(Dataset excerpt)
↓

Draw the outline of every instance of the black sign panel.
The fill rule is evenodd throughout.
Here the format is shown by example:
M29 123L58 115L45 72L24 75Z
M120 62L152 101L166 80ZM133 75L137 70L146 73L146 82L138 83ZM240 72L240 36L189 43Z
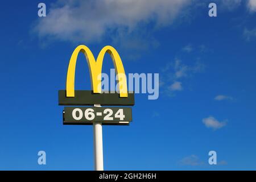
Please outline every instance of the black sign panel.
M129 125L132 120L131 107L64 107L64 125Z
M93 93L92 90L75 90L74 97L67 97L66 90L59 90L59 105L66 106L133 106L134 93L129 93L128 97L120 97L119 93Z

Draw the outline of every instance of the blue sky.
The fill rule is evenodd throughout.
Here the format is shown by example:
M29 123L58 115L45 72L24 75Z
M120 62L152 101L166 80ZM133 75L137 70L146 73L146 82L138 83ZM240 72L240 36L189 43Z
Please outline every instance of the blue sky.
M256 169L255 1L96 2L44 1L42 18L39 2L2 3L0 169L93 169L92 126L63 126L57 101L80 44L159 73L158 100L137 94L129 126L103 127L105 169ZM90 86L80 55L76 89Z

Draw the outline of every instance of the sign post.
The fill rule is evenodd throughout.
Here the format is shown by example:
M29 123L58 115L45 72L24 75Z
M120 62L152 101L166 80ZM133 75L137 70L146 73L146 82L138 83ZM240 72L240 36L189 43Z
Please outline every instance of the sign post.
M101 107L101 105L100 104L94 104L94 107ZM93 122L93 146L94 169L95 171L103 171L102 125L100 122Z
M85 55L90 69L92 90L75 90L76 64L80 52ZM103 59L106 53L110 55L115 67L119 93L104 93L101 90L101 80L98 78L101 78ZM79 46L73 51L69 60L66 89L59 90L59 105L72 106L64 107L63 125L93 125L94 169L96 171L103 171L102 125L129 125L132 121L132 115L131 107L101 106L134 105L134 93L128 92L125 69L117 51L113 47L105 46L96 60L86 46Z

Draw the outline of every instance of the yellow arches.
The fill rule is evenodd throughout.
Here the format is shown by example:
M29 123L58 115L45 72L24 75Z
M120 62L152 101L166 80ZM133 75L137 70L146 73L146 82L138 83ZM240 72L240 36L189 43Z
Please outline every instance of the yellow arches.
M127 97L127 81L125 69L117 51L113 47L106 46L101 49L97 60L95 60L92 51L84 45L79 46L76 48L69 60L66 83L66 96L67 97L75 97L76 63L78 54L80 52L85 55L86 59L90 71L90 81L93 93L101 93L101 70L105 54L108 52L112 59L115 72L118 78L118 84L119 85L120 97Z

↑

__TASK GOAL__
Reproduce all of the lines above word for word, leaving out the pictures.

__WRITTEN ANSWER__
Draw the outline of every instance of the black sign panel.
The fill rule is evenodd throughout.
Here the format is shown by example:
M29 123L58 115L45 72L24 75Z
M120 62L152 101L166 80ZM133 75L137 70L146 73L146 82L138 83ZM240 72L240 36L189 43Z
Please outline every instance of the black sign panel.
M129 125L132 120L131 107L64 107L64 125Z
M93 93L92 90L75 90L74 97L67 97L66 90L59 90L59 105L66 106L133 106L134 93L129 93L128 97L120 97L119 93Z

Draw the outline of every instance of the blue sky.
The fill rule is evenodd throughout.
Here the format is shown by example:
M29 123L58 115L45 72L24 75Z
M120 62L152 101L166 80ZM133 75L137 70L146 73L146 82L138 83ZM240 72L240 36L189 43Z
Please outline every instance of the blue sky.
M256 169L255 1L96 2L44 1L42 18L39 2L2 3L0 169L93 169L92 126L63 126L57 101L80 44L159 73L158 100L137 94L129 126L103 127L105 169ZM90 86L80 55L76 89Z

Draw the outline of every instance of the sign post.
The fill rule is evenodd throughout.
Here the format is shown by example:
M29 123L58 115L45 72L24 75Z
M120 62L152 101L166 80ZM133 75L137 70L146 73L146 82L138 83ZM240 72L240 36L189 43Z
Please outline every instance of the sign post.
M101 107L101 105L100 104L94 104L94 107ZM93 122L93 146L94 169L95 171L103 171L102 125L100 122Z
M85 55L90 69L92 90L75 90L76 64L80 52ZM103 59L106 53L110 55L115 67L119 93L104 93L101 90L101 80L98 78L101 78ZM79 46L73 51L69 60L66 89L59 90L59 105L72 106L64 107L63 125L93 125L94 169L96 171L103 171L102 125L129 125L132 121L132 115L131 107L101 106L134 105L134 93L128 92L125 69L117 51L113 47L105 46L96 60L86 46Z

Draw the outline of every instance of the yellow arches.
The fill rule is evenodd throughout.
Here the format is shown by example:
M29 123L58 115L45 72L24 75Z
M120 62L152 101L166 80ZM133 75L137 70L146 73L146 82L138 83ZM240 72L240 36L189 43Z
Please outline every instance of the yellow arches.
M127 97L127 81L125 69L117 51L113 47L106 46L101 49L97 60L95 60L92 51L84 45L79 46L76 48L69 60L66 83L66 96L67 97L75 97L76 63L78 54L80 52L85 55L86 59L90 71L90 81L93 93L101 93L101 70L105 54L108 52L112 59L115 72L118 78L118 84L119 85L120 97Z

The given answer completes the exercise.